Work to complete - Give every line of the rows below as a JSON list of strings, one string per line, with blank lines omitted. Leave the pictures out of the answer.

——————————

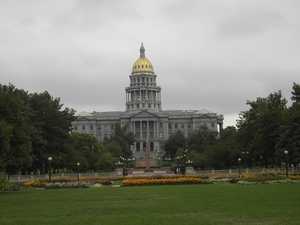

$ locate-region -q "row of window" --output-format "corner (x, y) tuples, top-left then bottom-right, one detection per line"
(133, 77), (153, 83)
(134, 64), (152, 69)
(74, 121), (215, 130)
(73, 124), (114, 130)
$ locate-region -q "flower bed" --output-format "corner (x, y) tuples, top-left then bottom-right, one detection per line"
(121, 177), (203, 187)
(45, 182), (91, 189)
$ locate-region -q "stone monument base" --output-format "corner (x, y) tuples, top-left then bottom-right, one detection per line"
(115, 168), (123, 176)
(185, 166), (194, 175)
(136, 158), (156, 167)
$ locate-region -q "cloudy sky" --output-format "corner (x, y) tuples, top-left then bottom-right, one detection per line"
(0, 0), (300, 127)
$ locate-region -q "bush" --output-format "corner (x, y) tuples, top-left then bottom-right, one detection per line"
(3, 183), (21, 191)
(0, 173), (9, 191)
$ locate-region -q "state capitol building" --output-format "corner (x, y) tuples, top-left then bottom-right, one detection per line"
(72, 44), (224, 158)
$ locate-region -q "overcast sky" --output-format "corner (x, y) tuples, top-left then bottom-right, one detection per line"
(0, 0), (300, 127)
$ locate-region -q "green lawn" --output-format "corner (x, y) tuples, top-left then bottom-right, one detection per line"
(0, 183), (300, 225)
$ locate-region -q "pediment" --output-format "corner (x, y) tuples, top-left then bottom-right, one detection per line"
(76, 116), (91, 121)
(131, 111), (158, 118)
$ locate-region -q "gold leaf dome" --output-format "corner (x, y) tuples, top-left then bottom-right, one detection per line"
(131, 43), (154, 75)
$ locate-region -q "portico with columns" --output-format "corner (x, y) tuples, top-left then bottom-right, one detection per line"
(72, 44), (224, 159)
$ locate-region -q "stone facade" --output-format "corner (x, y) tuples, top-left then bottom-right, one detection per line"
(72, 45), (224, 158)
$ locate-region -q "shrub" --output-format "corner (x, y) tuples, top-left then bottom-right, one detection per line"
(0, 173), (9, 191)
(3, 183), (21, 191)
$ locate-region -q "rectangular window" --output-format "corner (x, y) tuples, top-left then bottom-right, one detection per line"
(150, 132), (153, 139)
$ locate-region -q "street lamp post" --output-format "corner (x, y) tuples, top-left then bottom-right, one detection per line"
(116, 161), (123, 168)
(283, 150), (289, 179)
(77, 163), (80, 182)
(238, 158), (242, 177)
(127, 158), (131, 168)
(48, 156), (52, 182)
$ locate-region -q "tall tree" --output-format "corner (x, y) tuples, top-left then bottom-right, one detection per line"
(105, 122), (135, 158)
(0, 84), (32, 173)
(208, 126), (241, 169)
(164, 131), (186, 159)
(277, 83), (300, 166)
(237, 91), (287, 167)
(28, 91), (75, 174)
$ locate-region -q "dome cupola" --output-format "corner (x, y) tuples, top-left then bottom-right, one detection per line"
(131, 43), (154, 75)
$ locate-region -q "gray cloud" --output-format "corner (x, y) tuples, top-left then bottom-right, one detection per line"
(0, 0), (300, 126)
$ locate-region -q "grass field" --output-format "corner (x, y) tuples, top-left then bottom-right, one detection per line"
(0, 183), (300, 225)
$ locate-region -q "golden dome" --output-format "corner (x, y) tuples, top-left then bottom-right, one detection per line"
(131, 43), (154, 75)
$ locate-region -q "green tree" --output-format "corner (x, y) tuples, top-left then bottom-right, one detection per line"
(105, 122), (135, 158)
(208, 126), (241, 169)
(187, 126), (218, 153)
(26, 91), (75, 172)
(105, 141), (122, 158)
(237, 91), (287, 167)
(277, 83), (300, 166)
(0, 120), (12, 171)
(164, 131), (186, 159)
(0, 84), (32, 174)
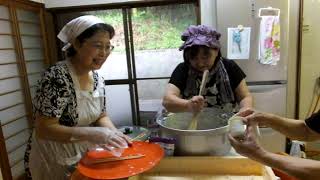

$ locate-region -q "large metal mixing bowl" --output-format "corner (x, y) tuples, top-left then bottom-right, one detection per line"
(157, 108), (232, 156)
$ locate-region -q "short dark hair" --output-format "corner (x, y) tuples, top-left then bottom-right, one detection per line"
(66, 23), (115, 57)
(183, 45), (221, 65)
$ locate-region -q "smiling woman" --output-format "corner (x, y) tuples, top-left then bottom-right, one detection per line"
(25, 15), (130, 180)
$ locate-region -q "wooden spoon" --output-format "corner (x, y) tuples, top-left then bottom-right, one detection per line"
(83, 154), (145, 165)
(188, 70), (209, 130)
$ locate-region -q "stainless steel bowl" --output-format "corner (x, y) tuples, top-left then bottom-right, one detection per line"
(157, 108), (232, 156)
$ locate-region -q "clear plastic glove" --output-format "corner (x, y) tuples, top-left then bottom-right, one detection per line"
(71, 127), (130, 148)
(187, 96), (205, 112)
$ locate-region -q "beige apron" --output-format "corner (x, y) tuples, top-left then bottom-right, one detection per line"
(29, 60), (104, 180)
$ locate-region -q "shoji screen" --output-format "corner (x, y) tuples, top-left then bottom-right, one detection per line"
(0, 0), (47, 179)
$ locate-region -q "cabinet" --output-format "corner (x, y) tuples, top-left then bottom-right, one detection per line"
(0, 0), (49, 180)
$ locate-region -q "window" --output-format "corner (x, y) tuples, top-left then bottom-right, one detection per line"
(54, 0), (199, 126)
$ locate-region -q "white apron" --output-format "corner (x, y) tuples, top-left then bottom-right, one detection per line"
(29, 60), (104, 180)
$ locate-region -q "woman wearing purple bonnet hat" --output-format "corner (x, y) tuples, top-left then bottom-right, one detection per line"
(163, 25), (252, 112)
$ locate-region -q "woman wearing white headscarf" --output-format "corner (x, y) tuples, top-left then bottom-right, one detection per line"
(25, 15), (130, 180)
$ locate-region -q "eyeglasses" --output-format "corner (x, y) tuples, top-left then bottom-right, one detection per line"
(91, 43), (114, 52)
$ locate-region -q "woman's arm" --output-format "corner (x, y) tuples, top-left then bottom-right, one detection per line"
(35, 115), (76, 142)
(162, 83), (205, 112)
(97, 113), (117, 130)
(35, 115), (130, 147)
(235, 79), (253, 111)
(256, 152), (320, 180)
(258, 112), (320, 141)
(162, 83), (189, 112)
(229, 125), (320, 180)
(238, 109), (320, 141)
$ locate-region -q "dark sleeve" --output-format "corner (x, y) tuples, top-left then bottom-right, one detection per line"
(306, 111), (320, 133)
(169, 63), (188, 91)
(222, 59), (246, 91)
(33, 67), (71, 118)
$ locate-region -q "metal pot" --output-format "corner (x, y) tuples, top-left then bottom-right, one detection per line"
(157, 108), (233, 156)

——————————

Answer below -
[
  "$ locate-region -q \"row of window\" --output-format \"corner (x, y) tuples, top-left then bottom-right, one detection per line\"",
  "(133, 77), (153, 83)",
  "(134, 64), (152, 69)",
  "(74, 121), (215, 130)",
  "(73, 124), (114, 130)",
  "$ locate-region -q \"flower bed\" --output-format \"corner (x, y) tuples, top-left then bottom-right, one detection per line\"",
  "(121, 177), (203, 187)",
  "(45, 182), (91, 189)",
  "$ locate-region -q \"stone monument base\" --output-format \"corner (x, y) tuples, top-left then bottom-right, one detection per line\"",
  "(115, 168), (123, 176)",
  "(185, 166), (194, 175)",
  "(136, 158), (156, 167)",
  "$ locate-region -q \"cloudy sky\" --output-format \"corner (x, y) tuples, top-left then bottom-right, one detection per line\"",
  "(0, 0), (300, 127)",
  "$ locate-region -q \"bush\" --output-format \"corner (x, y) tuples, top-left then bottom-right, one detection per line\"",
  "(3, 183), (21, 191)",
  "(0, 173), (9, 191)",
  "$ locate-region -q \"state capitol building\" --output-format \"corner (x, y) tuples, top-left then bottom-right, one detection per line\"",
  "(72, 44), (224, 158)",
  "$ locate-region -q \"overcast sky\" --output-format \"corner (x, y) tuples, top-left then bottom-right, one detection per line\"",
  "(0, 0), (300, 127)",
  "$ locate-region -q \"green lawn\" --output-format \"corner (x, y) tuples, top-left then bottom-right, one detection per line\"",
  "(0, 183), (300, 225)",
  "$ locate-region -q \"pediment\" --output-format \"corner (x, y) tuples, top-left then bottom-right, one detection per line\"",
  "(76, 116), (91, 121)",
  "(131, 111), (158, 118)",
  "$ locate-region -q \"gold leaf dome\" --output-format \"corner (x, y) tuples, top-left then bottom-right, one detection per line\"",
  "(131, 43), (154, 75)",
  "$ locate-region -q \"portico with columns\" --output-format \"corner (x, y) tuples, top-left then bottom-right, one detection per line\"",
  "(72, 44), (224, 159)",
  "$ locate-region -q \"stone facade\" --output-format \"corner (x, y) tuples, top-left then bottom-right, one detection per line\"",
  "(72, 45), (224, 158)",
  "$ locate-region -q \"shrub\" --output-format \"corner (x, y) tuples, top-left then bottom-right, one detection per line\"",
  "(0, 173), (9, 191)",
  "(3, 183), (21, 191)",
  "$ locate-region -q \"rectangular window\" --output-format \"corner (x, y) tuples, top-left then bottom-right, one detection per line\"",
  "(150, 132), (153, 139)",
  "$ locate-region -q \"street lamp post\" --output-format \"corner (x, y) tuples, top-left then bottom-right, one detection per line\"",
  "(116, 161), (123, 168)",
  "(283, 150), (289, 179)",
  "(77, 163), (80, 182)",
  "(238, 158), (242, 177)",
  "(127, 158), (131, 168)",
  "(48, 156), (52, 182)",
  "$ locate-region -q \"tall tree\" --output-format \"corner (x, y) tuples, top-left then bottom-right, one detection per line\"",
  "(105, 122), (135, 158)",
  "(0, 84), (32, 173)",
  "(208, 126), (241, 169)",
  "(164, 131), (186, 159)",
  "(277, 83), (300, 166)",
  "(237, 91), (287, 167)",
  "(28, 91), (75, 174)",
  "$ locate-region -q \"dome cupola\" --output-format \"corner (x, y) tuples, top-left then bottom-right, one detection per line\"",
  "(131, 43), (154, 75)",
  "$ locate-region -q \"gray cloud\" --output-format \"corner (x, y) tuples, top-left then bottom-right, one detection per line\"",
  "(0, 0), (300, 126)",
  "$ locate-region -q \"grass field\" --output-format \"corner (x, y) tuples, top-left then bottom-right, one detection per line\"",
  "(0, 183), (300, 225)",
  "$ locate-region -q \"golden dome\" --output-format \"corner (x, y) tuples, top-left then bottom-right, one detection per line\"",
  "(131, 43), (154, 75)",
  "$ locate-region -q \"green tree\" --output-format \"corner (x, y) tuples, top-left then bottom-right, one detection per line\"",
  "(105, 122), (135, 158)",
  "(208, 126), (241, 169)",
  "(187, 126), (218, 153)",
  "(26, 91), (75, 172)",
  "(105, 141), (122, 158)",
  "(237, 91), (287, 167)",
  "(277, 83), (300, 166)",
  "(0, 120), (12, 171)",
  "(164, 131), (186, 159)",
  "(0, 84), (32, 174)",
  "$ locate-region -q \"large metal mixing bowl\" --output-format \"corner (x, y) tuples, top-left then bottom-right, one detection per line\"",
  "(157, 108), (232, 156)",
  "$ locate-region -q \"short dark hair\" --output-format \"corner (x, y) tuples, top-left then bottom-right, one detection per line\"",
  "(66, 23), (115, 57)",
  "(183, 45), (221, 65)",
  "$ locate-region -q \"smiling woman\" --output-format \"corner (x, y) tuples, top-left then bottom-right, one detection per line\"",
  "(25, 15), (130, 180)",
  "$ locate-region -q \"wooden spoon\" --output-format \"corner (x, y) tuples, top-left then bottom-right, one detection per line\"",
  "(83, 154), (145, 165)",
  "(188, 70), (209, 130)",
  "$ locate-region -q \"stainless steel bowl\" --output-format \"corner (x, y) tuples, top-left then bottom-right, one detection per line\"",
  "(157, 108), (232, 156)",
  "$ locate-region -q \"clear plastic glove\" --output-format \"corner (x, y) tuples, top-left then bottom-right, one detection per line\"",
  "(71, 127), (130, 148)",
  "(187, 96), (205, 112)",
  "$ locate-region -q \"beige apron\" --output-format \"corner (x, y) tuples, top-left then bottom-right, one detection per line\"",
  "(29, 60), (104, 180)",
  "$ locate-region -q \"shoji screen\" --output-format \"corner (x, y) tuples, top-left then bottom-right, one detection per line\"",
  "(0, 0), (47, 179)",
  "$ locate-region -q \"cabinet\" --output-format \"corner (x, y) tuples, top-left then bottom-right, one detection per line\"",
  "(0, 0), (49, 180)",
  "$ locate-region -q \"window\" --output-format \"corner (x, y) tuples, top-left then bottom-right, one detection per line\"",
  "(54, 0), (199, 126)",
  "$ locate-region -q \"white apron\" --output-format \"corner (x, y) tuples, top-left then bottom-right, one detection per line\"",
  "(29, 60), (104, 180)",
  "$ locate-region -q \"woman wearing purple bonnet hat\" --output-format \"corner (x, y) tuples, top-left then bottom-right, one detection per line\"",
  "(163, 25), (252, 112)",
  "$ locate-region -q \"woman wearing white headscarf\" --output-format \"corner (x, y) tuples, top-left then bottom-right, one detection per line\"",
  "(25, 15), (130, 180)",
  "$ locate-region -q \"eyeglasses\" --output-format \"corner (x, y) tuples, top-left then bottom-right, one detection per line\"",
  "(91, 43), (114, 52)",
  "$ locate-region -q \"woman's arm\" --output-format \"corner (x, y) tuples, top-left then bottom-right, one detection per line\"",
  "(35, 115), (76, 142)",
  "(162, 83), (205, 112)",
  "(97, 113), (117, 130)",
  "(35, 115), (130, 147)",
  "(235, 79), (253, 111)",
  "(256, 152), (320, 180)",
  "(258, 112), (320, 141)",
  "(162, 83), (189, 112)",
  "(229, 125), (320, 180)",
  "(238, 109), (320, 141)",
  "$ locate-region -q \"dark sleeve\" --output-format \"corner (x, y) tuples, top-left then bottom-right, one detection per line\"",
  "(306, 111), (320, 133)",
  "(169, 63), (188, 91)",
  "(222, 59), (246, 91)",
  "(33, 67), (71, 118)",
  "$ locate-region -q \"metal pot\" --output-format \"corner (x, y) tuples, top-left then bottom-right, one detection per line\"",
  "(157, 108), (233, 156)"
]